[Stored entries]
================

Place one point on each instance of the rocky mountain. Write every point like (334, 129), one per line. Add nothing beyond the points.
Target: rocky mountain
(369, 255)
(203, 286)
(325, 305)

================

▶ [DIRECTIONS FOR THIS TASK]:
Write out the entries again, swapping "rocky mountain" for "snowy peak" everywhere it occurs and leaving every other part unchanged.

▶ [ANSWER]:
Place one point on each instance of the snowy peak. Write every point like (334, 129), one per line. Add nothing beyond the points.
Target: snowy peak
(369, 255)
(203, 286)
(325, 305)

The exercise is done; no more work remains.